:: Problem statement ::
Can you retype every record below exactly as written?
»»
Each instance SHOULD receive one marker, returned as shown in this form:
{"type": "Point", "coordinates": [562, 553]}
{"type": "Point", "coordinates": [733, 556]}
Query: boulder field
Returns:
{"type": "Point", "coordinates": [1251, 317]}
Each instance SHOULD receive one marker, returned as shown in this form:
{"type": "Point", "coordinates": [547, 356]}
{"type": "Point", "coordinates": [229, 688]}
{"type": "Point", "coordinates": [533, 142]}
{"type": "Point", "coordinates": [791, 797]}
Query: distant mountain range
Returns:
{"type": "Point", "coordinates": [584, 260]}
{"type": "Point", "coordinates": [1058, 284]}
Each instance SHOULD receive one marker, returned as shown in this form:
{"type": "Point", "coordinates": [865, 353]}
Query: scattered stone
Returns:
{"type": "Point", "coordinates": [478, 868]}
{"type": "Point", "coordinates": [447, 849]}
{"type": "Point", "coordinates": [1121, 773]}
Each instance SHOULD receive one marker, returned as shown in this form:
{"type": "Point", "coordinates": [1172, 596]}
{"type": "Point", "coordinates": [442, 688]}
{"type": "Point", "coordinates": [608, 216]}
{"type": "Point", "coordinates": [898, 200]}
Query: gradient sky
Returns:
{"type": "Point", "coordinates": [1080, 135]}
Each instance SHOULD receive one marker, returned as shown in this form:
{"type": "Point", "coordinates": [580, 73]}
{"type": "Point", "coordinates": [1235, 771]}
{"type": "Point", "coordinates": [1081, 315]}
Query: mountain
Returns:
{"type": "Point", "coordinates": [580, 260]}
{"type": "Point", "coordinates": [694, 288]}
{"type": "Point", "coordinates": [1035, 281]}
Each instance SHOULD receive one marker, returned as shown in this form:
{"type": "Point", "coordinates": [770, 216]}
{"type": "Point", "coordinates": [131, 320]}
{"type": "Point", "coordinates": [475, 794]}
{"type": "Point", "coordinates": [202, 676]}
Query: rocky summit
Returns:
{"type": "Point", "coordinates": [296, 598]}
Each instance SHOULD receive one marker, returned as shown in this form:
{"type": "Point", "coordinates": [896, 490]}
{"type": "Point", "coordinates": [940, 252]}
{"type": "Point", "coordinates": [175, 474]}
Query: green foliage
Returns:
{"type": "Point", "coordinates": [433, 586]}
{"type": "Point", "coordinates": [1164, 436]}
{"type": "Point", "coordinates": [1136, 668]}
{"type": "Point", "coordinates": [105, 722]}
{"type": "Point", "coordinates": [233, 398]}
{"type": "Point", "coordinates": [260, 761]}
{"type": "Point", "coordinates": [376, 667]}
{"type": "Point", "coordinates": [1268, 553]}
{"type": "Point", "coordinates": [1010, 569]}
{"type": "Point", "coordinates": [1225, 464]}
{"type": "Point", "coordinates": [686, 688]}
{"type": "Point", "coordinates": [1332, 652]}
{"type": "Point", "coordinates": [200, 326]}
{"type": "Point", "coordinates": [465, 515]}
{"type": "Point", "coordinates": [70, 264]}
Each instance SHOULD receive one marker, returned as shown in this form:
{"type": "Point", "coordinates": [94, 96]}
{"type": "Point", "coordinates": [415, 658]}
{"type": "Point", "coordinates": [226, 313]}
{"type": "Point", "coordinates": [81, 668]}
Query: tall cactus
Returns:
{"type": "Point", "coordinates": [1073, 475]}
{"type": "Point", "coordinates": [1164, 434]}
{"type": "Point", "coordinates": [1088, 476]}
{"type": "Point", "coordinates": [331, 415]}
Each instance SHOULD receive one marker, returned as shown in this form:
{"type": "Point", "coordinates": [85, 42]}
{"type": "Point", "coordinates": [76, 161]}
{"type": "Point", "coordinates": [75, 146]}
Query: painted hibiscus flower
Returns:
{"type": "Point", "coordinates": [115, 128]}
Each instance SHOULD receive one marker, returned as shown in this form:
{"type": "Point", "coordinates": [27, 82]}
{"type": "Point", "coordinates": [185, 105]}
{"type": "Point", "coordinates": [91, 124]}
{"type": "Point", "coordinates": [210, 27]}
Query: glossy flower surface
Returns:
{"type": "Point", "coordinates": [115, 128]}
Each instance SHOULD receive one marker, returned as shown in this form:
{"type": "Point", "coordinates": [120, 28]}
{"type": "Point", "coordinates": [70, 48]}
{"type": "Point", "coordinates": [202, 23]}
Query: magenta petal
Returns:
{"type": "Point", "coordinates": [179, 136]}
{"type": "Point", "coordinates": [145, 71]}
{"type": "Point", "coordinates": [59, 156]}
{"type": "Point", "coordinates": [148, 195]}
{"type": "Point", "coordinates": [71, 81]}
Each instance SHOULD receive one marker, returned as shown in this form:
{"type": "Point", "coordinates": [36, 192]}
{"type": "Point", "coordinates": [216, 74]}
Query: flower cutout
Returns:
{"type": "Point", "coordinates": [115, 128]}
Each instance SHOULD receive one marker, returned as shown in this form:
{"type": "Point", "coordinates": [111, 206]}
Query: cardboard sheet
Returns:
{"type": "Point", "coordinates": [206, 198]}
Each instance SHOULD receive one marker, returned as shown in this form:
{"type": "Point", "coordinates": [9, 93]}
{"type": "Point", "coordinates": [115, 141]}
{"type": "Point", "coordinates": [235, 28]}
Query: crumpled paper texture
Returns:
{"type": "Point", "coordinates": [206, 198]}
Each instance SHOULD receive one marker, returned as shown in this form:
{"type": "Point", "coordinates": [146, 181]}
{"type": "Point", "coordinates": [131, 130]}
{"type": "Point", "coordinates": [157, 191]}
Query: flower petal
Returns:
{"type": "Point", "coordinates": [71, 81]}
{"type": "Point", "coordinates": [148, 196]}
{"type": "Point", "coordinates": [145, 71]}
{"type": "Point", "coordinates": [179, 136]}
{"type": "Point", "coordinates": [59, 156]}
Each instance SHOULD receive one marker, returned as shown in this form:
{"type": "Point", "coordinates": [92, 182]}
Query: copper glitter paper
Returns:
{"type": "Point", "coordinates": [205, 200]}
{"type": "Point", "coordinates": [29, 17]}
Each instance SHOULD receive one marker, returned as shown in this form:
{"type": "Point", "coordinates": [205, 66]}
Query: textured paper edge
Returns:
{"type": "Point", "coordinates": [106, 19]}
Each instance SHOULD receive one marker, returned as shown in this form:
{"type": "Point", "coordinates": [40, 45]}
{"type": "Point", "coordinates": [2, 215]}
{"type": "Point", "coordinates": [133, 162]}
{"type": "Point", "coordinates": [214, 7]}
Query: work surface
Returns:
««
:: Solution to this exercise ::
Each instance SHOULD receive one marker, returned as shown in this form:
{"type": "Point", "coordinates": [562, 553]}
{"type": "Point", "coordinates": [733, 556]}
Query: boulder field
Returns:
{"type": "Point", "coordinates": [1251, 317]}
Each instance SHOULD receive one marker, returned as shown in this form:
{"type": "Point", "coordinates": [547, 356]}
{"type": "Point", "coordinates": [229, 688]}
{"type": "Point", "coordinates": [533, 142]}
{"type": "Point", "coordinates": [791, 797]}
Query: distant mountain range
Returns:
{"type": "Point", "coordinates": [584, 260]}
{"type": "Point", "coordinates": [1058, 284]}
Each instance SHOULD receive one marker, returned as shown in this form:
{"type": "Point", "coordinates": [865, 353]}
Query: scattered stone
Returns:
{"type": "Point", "coordinates": [478, 868]}
{"type": "Point", "coordinates": [447, 849]}
{"type": "Point", "coordinates": [1121, 773]}
Each instance SHOULD receive one marker, returned as shown in this form:
{"type": "Point", "coordinates": [1172, 596]}
{"type": "Point", "coordinates": [442, 688]}
{"type": "Point", "coordinates": [608, 216]}
{"type": "Point", "coordinates": [898, 200]}
Query: gradient sky
Returns:
{"type": "Point", "coordinates": [1080, 135]}
Each instance SHOULD receive one marker, returned as shown in this form:
{"type": "Point", "coordinates": [580, 73]}
{"type": "Point", "coordinates": [1235, 771]}
{"type": "Point", "coordinates": [1081, 315]}
Query: mountain
Returns:
{"type": "Point", "coordinates": [580, 260]}
{"type": "Point", "coordinates": [694, 288]}
{"type": "Point", "coordinates": [1035, 281]}
Each instance SHOULD receive one marker, returned as shown in this form:
{"type": "Point", "coordinates": [770, 216]}
{"type": "Point", "coordinates": [131, 320]}
{"type": "Point", "coordinates": [475, 794]}
{"type": "Point", "coordinates": [202, 676]}
Query: rocky summit
Returns:
{"type": "Point", "coordinates": [296, 598]}
Each instance SHOULD receive one marker, returned as shown in this form:
{"type": "Point", "coordinates": [896, 490]}
{"type": "Point", "coordinates": [940, 252]}
{"type": "Point", "coordinates": [175, 474]}
Query: green foliage
Returns:
{"type": "Point", "coordinates": [433, 586]}
{"type": "Point", "coordinates": [1164, 436]}
{"type": "Point", "coordinates": [1136, 668]}
{"type": "Point", "coordinates": [105, 722]}
{"type": "Point", "coordinates": [233, 398]}
{"type": "Point", "coordinates": [260, 761]}
{"type": "Point", "coordinates": [376, 667]}
{"type": "Point", "coordinates": [1268, 553]}
{"type": "Point", "coordinates": [1010, 569]}
{"type": "Point", "coordinates": [1225, 464]}
{"type": "Point", "coordinates": [686, 688]}
{"type": "Point", "coordinates": [1332, 652]}
{"type": "Point", "coordinates": [200, 326]}
{"type": "Point", "coordinates": [465, 515]}
{"type": "Point", "coordinates": [70, 264]}
Each instance SHOULD receive one marker, returned as shown in this form:
{"type": "Point", "coordinates": [94, 96]}
{"type": "Point", "coordinates": [415, 658]}
{"type": "Point", "coordinates": [226, 313]}
{"type": "Point", "coordinates": [81, 668]}
Query: tall cactus
Returns:
{"type": "Point", "coordinates": [1073, 475]}
{"type": "Point", "coordinates": [1164, 434]}
{"type": "Point", "coordinates": [1088, 476]}
{"type": "Point", "coordinates": [331, 415]}
Each instance SHOULD receive one marker, returned as shown in this form:
{"type": "Point", "coordinates": [85, 42]}
{"type": "Point", "coordinates": [76, 161]}
{"type": "Point", "coordinates": [75, 146]}
Query: painted hibiscus flower
Returns:
{"type": "Point", "coordinates": [115, 128]}
Each instance SHOULD receive one marker, returned as shown in this form:
{"type": "Point", "coordinates": [27, 82]}
{"type": "Point", "coordinates": [185, 105]}
{"type": "Point", "coordinates": [91, 124]}
{"type": "Point", "coordinates": [210, 27]}
Query: glossy flower surface
Returns:
{"type": "Point", "coordinates": [115, 128]}
Each instance SHOULD receive one marker, returned as shown in this form:
{"type": "Point", "coordinates": [120, 28]}
{"type": "Point", "coordinates": [70, 48]}
{"type": "Point", "coordinates": [202, 23]}
Query: magenta petal
Returns:
{"type": "Point", "coordinates": [179, 136]}
{"type": "Point", "coordinates": [145, 71]}
{"type": "Point", "coordinates": [59, 156]}
{"type": "Point", "coordinates": [148, 195]}
{"type": "Point", "coordinates": [71, 81]}
Each instance SHOULD receive one marker, returned as shown in this form:
{"type": "Point", "coordinates": [36, 192]}
{"type": "Point", "coordinates": [216, 74]}
Query: flower cutout
Returns:
{"type": "Point", "coordinates": [115, 128]}
Each instance SHOULD receive one marker, returned as shown in this form:
{"type": "Point", "coordinates": [111, 206]}
Query: cardboard sheet
Returns:
{"type": "Point", "coordinates": [206, 198]}
Each instance SHOULD receive one marker, returned as shown in this form:
{"type": "Point", "coordinates": [9, 93]}
{"type": "Point", "coordinates": [115, 141]}
{"type": "Point", "coordinates": [235, 28]}
Query: crumpled paper texture
Returns:
{"type": "Point", "coordinates": [206, 198]}
Each instance SHOULD receive one marker, returned as shown in this form:
{"type": "Point", "coordinates": [146, 181]}
{"type": "Point", "coordinates": [131, 130]}
{"type": "Point", "coordinates": [157, 191]}
Query: flower petal
Returns:
{"type": "Point", "coordinates": [71, 81]}
{"type": "Point", "coordinates": [148, 196]}
{"type": "Point", "coordinates": [145, 71]}
{"type": "Point", "coordinates": [179, 136]}
{"type": "Point", "coordinates": [59, 156]}
Each instance SHOULD receive one marker, returned as shown in this form:
{"type": "Point", "coordinates": [92, 182]}
Query: copper glitter paper
Returns:
{"type": "Point", "coordinates": [205, 200]}
{"type": "Point", "coordinates": [29, 17]}
Each instance SHOULD receive one marker, returned as shown in this form:
{"type": "Point", "coordinates": [205, 66]}
Query: textured paper edge
Returns:
{"type": "Point", "coordinates": [106, 19]}
Each instance SHOULD receive one marker, returned as shown in this form:
{"type": "Point", "coordinates": [40, 45]}
{"type": "Point", "coordinates": [2, 215]}
{"type": "Point", "coordinates": [133, 162]}
{"type": "Point", "coordinates": [214, 7]}
Query: work surface
Returns:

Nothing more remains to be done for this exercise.